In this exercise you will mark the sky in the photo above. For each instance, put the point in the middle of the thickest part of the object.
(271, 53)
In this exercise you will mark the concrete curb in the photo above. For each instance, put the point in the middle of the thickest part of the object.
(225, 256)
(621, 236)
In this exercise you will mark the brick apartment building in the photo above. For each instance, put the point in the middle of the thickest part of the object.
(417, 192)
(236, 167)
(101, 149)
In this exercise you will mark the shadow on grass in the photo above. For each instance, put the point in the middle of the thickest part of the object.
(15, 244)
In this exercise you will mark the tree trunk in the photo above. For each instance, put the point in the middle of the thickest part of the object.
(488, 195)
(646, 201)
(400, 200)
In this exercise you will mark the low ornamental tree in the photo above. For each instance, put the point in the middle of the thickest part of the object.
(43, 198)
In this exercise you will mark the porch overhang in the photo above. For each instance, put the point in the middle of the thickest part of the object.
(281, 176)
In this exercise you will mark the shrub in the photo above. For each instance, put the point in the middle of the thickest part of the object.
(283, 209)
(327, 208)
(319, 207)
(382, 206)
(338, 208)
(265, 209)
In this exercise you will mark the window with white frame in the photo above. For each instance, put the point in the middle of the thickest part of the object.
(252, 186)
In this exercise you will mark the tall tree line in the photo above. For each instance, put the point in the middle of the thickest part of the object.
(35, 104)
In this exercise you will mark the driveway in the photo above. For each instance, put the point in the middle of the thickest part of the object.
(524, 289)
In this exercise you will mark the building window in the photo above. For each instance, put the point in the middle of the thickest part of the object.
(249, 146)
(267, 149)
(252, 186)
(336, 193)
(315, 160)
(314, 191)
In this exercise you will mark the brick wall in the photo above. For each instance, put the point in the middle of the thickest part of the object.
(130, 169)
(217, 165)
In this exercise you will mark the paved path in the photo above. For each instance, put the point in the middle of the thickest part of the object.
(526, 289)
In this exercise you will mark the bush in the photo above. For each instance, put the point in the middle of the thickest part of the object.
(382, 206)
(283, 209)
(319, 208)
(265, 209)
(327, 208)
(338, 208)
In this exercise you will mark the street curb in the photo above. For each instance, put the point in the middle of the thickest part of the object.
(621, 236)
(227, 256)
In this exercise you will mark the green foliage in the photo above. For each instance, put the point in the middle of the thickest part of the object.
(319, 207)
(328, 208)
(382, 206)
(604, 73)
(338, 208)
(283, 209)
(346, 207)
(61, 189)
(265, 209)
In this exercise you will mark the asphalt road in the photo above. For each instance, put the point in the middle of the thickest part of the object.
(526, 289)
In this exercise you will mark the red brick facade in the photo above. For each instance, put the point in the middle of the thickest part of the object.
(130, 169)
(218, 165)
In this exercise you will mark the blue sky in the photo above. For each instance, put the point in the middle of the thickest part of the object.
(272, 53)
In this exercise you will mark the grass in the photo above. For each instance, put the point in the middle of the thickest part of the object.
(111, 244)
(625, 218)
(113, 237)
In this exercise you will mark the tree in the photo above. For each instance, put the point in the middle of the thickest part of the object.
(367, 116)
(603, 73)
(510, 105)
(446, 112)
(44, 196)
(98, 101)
----
_TO DO_
Format every row above as a two-column Markdown table headed No. and Line. Number the rows in order and leave out blank lines.

_SOLUTION FOR THIS TASK_
| No. | Line |
|---|---|
| 1 | In this exercise you will mark the sky in the photo above. For each instance, put the point in the middle of the thickest part of the object. |
| 2 | (271, 53) |
| 3 | In this exercise you will mark the concrete curb in the photo above. For each instance, put the point in the middle of the thickest part of the object. |
| 4 | (225, 256) |
| 5 | (621, 236) |
| 6 | In this exercise you will mark the brick apartment building in the photo above. For each instance, put the point in the middle of the thickest part of the object. |
| 7 | (417, 192) |
| 8 | (236, 167) |
| 9 | (101, 149) |
| 10 | In this exercise you will mark the shadow on grass in the photo above. For each instance, put the point in the middle of the thickest part of the object. |
| 11 | (15, 244) |
| 12 | In this exercise you will mark the tree trunk in the photo above. For each instance, put the point in the middle of the thickest part of the object. |
| 13 | (488, 195) |
| 14 | (646, 201) |
| 15 | (400, 200) |
| 16 | In this exercise you will mark the low ornamental tree in the photo above. For each instance, put the point in the middle of the thickest part of the object. |
| 17 | (43, 198) |
| 18 | In this exercise you will mark the porch overhang in the photo above. For each instance, put the point in the middle of the thickest part of the object. |
| 19 | (281, 176) |
| 20 | In this exercise you will mark the shrub in the photo above. For each instance, put the point in the middle of the thickest part of the object. |
| 21 | (283, 209) |
| 22 | (327, 208) |
| 23 | (319, 207) |
| 24 | (382, 206) |
| 25 | (338, 208) |
| 26 | (265, 209) |
| 27 | In this exercise you will mark the window with white frame in the photo above. For each instance, put the point in the middle of the thickest part of the object. |
| 28 | (252, 186) |
| 29 | In this exercise you will mark the tall tree line in the photo above. For each instance, put the point in the middle of the thickest part of the object. |
| 30 | (35, 104) |
| 31 | In this exercise you will mark the driveway in the photo above. For each instance, put the point in the middle of the thickest part of the object. |
| 32 | (524, 289) |
| 33 | In this exercise you will mark the building window in the photo above. For each instance, put the point in the middle of the thickest part of the object. |
| 34 | (249, 146) |
| 35 | (267, 149) |
| 36 | (252, 186) |
| 37 | (336, 193) |
| 38 | (315, 160) |
| 39 | (314, 191) |
| 40 | In this exercise you will mark the brick wall in the photo above. For each instance, put the point in the middle of the thickest part of the object. |
| 41 | (130, 169) |
| 42 | (217, 165) |
| 43 | In this exercise you will mark the paved path in the photo above. For each instance, put the point in the middle of the thickest part of the object. |
| 44 | (526, 289) |
| 45 | In this exercise you will mark the bush in the photo above. For each instance, put the point in the middle of the thickest part of the object. |
| 46 | (382, 206) |
| 47 | (283, 209) |
| 48 | (319, 208) |
| 49 | (265, 209) |
| 50 | (327, 208) |
| 51 | (338, 208) |
| 52 | In this exercise you will mark the street curb in the photo above. For each instance, put the point in the middle of the thickest part of the object. |
| 53 | (621, 236) |
| 54 | (227, 256) |
| 55 | In this exercise you will mark the green foliage in the photo above. For each instance, put the point in the middle of the thickest part of the object. |
| 56 | (319, 207) |
| 57 | (328, 208) |
| 58 | (382, 206) |
| 59 | (604, 73) |
| 60 | (338, 208) |
| 61 | (283, 209) |
| 62 | (346, 207) |
| 63 | (61, 189) |
| 64 | (265, 209) |
| 65 | In this exercise you will mark the asphalt road in the photo above. For each instance, put the point in the middle of the thickest part of the object. |
| 66 | (526, 289) |
| 67 | In this exercise you will mark the red brick facade in the photo above. For each instance, put the point in the middle of the thickest part of the object. |
| 68 | (130, 169) |
| 69 | (218, 165) |
| 70 | In this exercise you will mark the blue sky in the photo above. For each instance, put the point in the middle of the thickest part of the object. |
| 71 | (272, 53) |
| 72 | In this exercise you will mark the grass in the photo above. For each instance, put the point in the middle of the thickest part of the object. |
| 73 | (111, 244) |
| 74 | (625, 218) |
| 75 | (113, 237) |
| 76 | In this exercise you will mark the tree in the photo above. For each instance, put the point in the middle of the thickest part of the object. |
| 77 | (367, 116) |
| 78 | (603, 73) |
| 79 | (510, 105) |
| 80 | (446, 112) |
| 81 | (44, 196) |
| 82 | (98, 101) |